#### [WHAT TO WORK ON]
Reproduce the following records line for line, with no changes.

>>>

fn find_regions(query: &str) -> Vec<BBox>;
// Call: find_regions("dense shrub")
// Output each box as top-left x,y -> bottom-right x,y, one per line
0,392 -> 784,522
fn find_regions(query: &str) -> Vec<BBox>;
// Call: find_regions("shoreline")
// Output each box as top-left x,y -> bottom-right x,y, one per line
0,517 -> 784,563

<<<

#### [RESULT OF THIS EXERCISE]
fn find_regions(query: &str) -> Vec<BBox>;
// Call: find_regions("dense shrub")
// Output each box as top-left x,y -> bottom-right x,y, one per line
0,392 -> 784,522
fn find_regions(query: &str) -> Vec<BBox>;
// Call: find_regions("shoreline")
// Output each box as top-left x,y -> bottom-right x,y, one per line
0,517 -> 784,563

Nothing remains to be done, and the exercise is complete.